- **Provided passage**:
|---|

Governed evolution for LLM and agentic systems.
The destination is fixed. The route gets better.
Holdfast separates what your downstream systems depend on (frozen) from how you deliver it (evolvable), then uses evidence to improve the route while guaranteeing the destination doesn't change. Built for teams running LLM pipelines, agentic workflows, and prompt-driven systems that need to improve without regressing.
Install the holdfast skill and it works out of the box. No Python library needed.
Use Claude Code the way you already do — code reviews, test generation, refactoring, planning. Holdfast tracks your interactions, detects when quality drifts, and proposes improvements to Claude's own approach.
- Discover — holdfast notices repeatable tasks and offers to track them
- Track — after each tracked interaction, holdfast silently logs evidence (outcome, quality, what worked)
- Interpret — ask Claude what's drifting and it reads the accumulated evidence, runs detection, explains patterns
- Evolve — Claude proposes a targeted change to its own approach, you approve, the approach improves
Tell Claude to start tracking:
"Use holdfast to track my code reviews."
Or add it to your CLAUDE.md:
Use holdfast to track the quality of code reviews in this project.

|---|

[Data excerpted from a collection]
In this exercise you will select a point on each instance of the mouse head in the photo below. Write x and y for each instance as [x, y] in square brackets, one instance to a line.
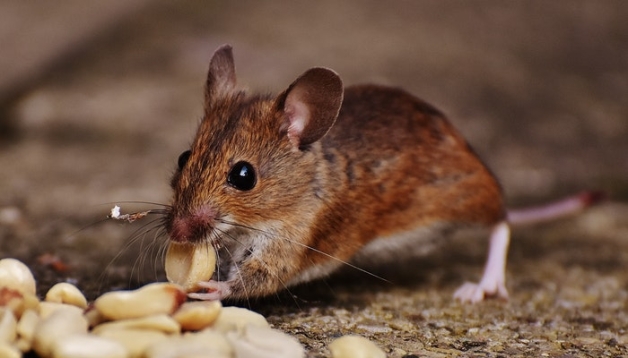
[251, 165]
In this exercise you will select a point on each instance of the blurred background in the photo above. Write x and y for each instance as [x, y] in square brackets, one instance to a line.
[98, 99]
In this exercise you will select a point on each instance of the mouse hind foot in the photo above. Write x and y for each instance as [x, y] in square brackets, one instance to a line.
[493, 282]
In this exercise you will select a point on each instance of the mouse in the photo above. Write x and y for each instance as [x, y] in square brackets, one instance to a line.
[289, 188]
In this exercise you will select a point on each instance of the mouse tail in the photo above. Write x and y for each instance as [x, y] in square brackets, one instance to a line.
[555, 210]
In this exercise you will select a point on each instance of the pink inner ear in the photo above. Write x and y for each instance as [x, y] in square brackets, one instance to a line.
[298, 115]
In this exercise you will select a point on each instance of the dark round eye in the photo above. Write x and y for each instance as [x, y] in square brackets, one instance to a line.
[242, 176]
[183, 158]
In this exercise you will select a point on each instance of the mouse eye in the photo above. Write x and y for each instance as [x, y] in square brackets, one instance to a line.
[242, 176]
[183, 159]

|---|

- **Tasks to complete**:
1) On the Holdfast page, what does Holdfast treat as frozen?
2) Translate this sentence from the Holdfast page into Spanish: "Install the holdfast skill and it works out of the box."
The data is separate material with no connection to the Holdfast page.

- **Exercise responses**:
1) What downstream systems depend on.

2) Instala la habilidad holdfast y funciona desde el primer momento.